Look through the lines below; wherever the word "spaces" appears, copy that line.

##### Material shown

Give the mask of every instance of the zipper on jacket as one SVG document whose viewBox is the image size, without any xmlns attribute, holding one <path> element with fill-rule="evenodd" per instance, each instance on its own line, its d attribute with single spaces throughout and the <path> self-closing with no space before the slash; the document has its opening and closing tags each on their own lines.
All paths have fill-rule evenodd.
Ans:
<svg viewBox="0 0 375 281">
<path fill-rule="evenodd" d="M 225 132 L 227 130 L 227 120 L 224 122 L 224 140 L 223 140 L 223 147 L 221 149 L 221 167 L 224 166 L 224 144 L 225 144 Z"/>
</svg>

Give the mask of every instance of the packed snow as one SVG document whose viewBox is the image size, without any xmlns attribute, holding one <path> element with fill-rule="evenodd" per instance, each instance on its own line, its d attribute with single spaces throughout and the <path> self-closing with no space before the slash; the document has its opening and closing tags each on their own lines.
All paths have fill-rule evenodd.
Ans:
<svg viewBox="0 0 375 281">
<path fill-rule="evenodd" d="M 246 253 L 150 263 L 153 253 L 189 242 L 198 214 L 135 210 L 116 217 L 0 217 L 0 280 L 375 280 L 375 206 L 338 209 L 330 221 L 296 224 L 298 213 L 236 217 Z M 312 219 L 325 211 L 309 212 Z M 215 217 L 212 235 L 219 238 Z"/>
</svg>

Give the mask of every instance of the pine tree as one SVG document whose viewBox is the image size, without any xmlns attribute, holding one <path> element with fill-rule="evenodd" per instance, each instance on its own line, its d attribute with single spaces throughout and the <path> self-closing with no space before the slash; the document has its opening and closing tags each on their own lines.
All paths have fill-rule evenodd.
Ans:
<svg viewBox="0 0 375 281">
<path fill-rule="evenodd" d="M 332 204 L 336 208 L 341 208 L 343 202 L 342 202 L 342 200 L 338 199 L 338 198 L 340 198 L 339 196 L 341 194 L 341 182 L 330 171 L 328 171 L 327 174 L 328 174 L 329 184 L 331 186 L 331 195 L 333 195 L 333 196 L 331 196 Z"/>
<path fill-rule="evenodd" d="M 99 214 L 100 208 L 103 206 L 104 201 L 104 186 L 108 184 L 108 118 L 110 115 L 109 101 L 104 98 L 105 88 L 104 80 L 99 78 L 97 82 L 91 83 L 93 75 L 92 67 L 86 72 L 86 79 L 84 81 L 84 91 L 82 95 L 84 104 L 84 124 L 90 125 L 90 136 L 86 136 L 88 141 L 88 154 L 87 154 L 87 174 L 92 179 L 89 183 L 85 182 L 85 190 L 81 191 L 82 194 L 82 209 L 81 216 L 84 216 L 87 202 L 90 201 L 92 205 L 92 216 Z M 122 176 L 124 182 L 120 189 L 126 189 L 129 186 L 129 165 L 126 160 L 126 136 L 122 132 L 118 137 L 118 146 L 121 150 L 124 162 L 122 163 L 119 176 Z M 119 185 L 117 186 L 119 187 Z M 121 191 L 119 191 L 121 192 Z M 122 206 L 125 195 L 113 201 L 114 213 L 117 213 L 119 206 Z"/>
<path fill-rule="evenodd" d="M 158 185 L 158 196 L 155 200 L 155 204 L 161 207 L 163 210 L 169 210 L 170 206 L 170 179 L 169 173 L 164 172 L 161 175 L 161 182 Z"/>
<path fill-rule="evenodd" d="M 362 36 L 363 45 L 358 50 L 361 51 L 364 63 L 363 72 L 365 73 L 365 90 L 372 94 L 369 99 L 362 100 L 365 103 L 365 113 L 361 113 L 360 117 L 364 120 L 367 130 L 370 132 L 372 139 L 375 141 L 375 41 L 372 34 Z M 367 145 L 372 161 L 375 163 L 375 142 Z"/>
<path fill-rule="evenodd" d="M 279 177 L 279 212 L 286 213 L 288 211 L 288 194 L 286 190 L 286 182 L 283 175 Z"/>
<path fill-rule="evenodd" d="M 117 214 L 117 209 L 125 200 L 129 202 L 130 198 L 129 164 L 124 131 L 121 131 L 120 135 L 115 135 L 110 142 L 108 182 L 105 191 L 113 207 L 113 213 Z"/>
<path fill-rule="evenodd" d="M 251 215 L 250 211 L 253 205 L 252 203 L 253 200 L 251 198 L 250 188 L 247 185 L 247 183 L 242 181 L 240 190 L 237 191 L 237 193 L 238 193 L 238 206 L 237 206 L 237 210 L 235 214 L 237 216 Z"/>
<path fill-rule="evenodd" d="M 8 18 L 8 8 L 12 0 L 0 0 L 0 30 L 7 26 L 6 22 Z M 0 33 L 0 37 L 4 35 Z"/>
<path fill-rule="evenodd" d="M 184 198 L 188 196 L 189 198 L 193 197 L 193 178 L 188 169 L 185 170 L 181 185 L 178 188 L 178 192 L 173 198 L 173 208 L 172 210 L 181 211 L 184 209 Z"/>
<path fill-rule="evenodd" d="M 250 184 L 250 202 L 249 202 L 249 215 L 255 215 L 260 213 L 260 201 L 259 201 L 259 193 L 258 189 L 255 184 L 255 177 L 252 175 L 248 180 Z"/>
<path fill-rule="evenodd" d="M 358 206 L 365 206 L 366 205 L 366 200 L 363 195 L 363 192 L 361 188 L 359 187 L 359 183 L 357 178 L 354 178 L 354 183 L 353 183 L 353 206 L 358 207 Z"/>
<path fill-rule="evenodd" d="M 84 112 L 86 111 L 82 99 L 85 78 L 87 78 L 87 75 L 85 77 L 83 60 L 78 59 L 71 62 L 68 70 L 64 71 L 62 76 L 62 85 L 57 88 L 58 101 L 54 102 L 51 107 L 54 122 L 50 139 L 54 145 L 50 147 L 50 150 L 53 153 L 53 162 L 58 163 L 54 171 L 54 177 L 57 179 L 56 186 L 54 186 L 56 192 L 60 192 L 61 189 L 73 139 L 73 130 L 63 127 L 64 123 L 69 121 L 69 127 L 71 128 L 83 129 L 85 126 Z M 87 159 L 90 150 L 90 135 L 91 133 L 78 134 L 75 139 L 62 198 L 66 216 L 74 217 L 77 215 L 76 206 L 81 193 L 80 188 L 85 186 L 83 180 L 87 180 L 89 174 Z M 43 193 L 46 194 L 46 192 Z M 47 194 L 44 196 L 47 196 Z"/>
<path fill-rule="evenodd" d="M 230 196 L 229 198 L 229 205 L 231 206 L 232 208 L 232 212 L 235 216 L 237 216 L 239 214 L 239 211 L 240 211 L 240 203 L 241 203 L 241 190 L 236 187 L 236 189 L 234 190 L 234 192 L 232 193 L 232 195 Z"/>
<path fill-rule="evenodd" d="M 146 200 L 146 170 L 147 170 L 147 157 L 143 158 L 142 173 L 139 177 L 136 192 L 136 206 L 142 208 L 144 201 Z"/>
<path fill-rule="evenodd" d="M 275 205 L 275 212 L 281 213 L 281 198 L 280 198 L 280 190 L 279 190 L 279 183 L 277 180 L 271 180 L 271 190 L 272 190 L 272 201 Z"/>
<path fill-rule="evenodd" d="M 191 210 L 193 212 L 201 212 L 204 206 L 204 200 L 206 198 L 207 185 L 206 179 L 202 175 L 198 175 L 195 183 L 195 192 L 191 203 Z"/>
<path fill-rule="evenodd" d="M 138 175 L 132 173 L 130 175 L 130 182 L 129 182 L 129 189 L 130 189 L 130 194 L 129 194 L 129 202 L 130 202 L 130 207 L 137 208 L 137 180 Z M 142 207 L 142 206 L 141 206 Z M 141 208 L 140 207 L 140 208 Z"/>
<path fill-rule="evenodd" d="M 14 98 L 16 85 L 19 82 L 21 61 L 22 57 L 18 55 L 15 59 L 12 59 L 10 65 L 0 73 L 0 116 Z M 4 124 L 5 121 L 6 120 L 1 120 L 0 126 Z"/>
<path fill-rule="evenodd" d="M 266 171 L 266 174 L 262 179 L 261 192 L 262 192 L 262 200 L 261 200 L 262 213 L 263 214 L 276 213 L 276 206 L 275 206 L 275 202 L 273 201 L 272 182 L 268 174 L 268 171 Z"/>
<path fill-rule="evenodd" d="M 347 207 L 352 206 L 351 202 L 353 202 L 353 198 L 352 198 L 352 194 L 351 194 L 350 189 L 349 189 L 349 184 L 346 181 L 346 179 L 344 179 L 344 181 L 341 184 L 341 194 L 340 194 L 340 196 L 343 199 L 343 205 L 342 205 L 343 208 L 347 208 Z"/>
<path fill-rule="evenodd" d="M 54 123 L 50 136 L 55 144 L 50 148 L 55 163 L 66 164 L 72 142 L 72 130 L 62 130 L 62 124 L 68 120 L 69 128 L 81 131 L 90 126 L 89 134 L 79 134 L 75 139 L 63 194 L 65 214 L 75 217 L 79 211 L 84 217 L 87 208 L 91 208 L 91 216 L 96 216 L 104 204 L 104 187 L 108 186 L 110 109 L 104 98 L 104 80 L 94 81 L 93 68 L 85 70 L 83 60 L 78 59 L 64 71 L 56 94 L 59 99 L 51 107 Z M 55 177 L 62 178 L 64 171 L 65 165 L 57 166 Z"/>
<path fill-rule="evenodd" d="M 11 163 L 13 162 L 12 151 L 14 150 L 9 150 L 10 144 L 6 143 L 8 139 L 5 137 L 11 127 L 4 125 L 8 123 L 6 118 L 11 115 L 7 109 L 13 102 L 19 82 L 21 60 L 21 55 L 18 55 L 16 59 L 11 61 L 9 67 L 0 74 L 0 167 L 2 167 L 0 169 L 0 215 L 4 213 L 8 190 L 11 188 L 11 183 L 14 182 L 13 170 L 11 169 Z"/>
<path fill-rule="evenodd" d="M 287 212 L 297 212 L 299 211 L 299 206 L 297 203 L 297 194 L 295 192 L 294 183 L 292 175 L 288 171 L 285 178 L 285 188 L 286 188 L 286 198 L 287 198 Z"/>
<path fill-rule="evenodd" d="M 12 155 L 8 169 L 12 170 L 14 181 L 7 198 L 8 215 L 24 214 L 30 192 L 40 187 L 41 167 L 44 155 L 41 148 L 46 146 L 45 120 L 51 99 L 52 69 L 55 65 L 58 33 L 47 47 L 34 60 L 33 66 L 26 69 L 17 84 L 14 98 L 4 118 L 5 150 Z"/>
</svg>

##########

◆ Response box
Give the mask of every instance of the zipper on jacket as one SVG document whose viewBox is the image size, without any xmlns attribute, holding one <path> element with fill-rule="evenodd" per instance, each instance on its own line, its d attribute with single spaces throughout and the <path> self-closing with no space before the slash; the document has its opening and closing tags each on their own lines.
Give the mask of every instance of the packed snow as one SVG document whose viewBox is the image size, without any xmlns attribute, holding one <path> element with fill-rule="evenodd" per instance, each instance on its own line, its d attribute with single spaces throughout and the <path> self-closing with no space before the slash; the document has its opening and closing tags each on their own lines.
Give the mask of every instance of the pine tree as one SVG document whose viewBox is the image size, without any xmlns attribute, holding one <path> element with fill-rule="evenodd" per instance, each instance on its own line, its d attribute with single spaces throughout and the <path> self-closing with no space before the slash; the document has its opening and closing tags each on their own lines.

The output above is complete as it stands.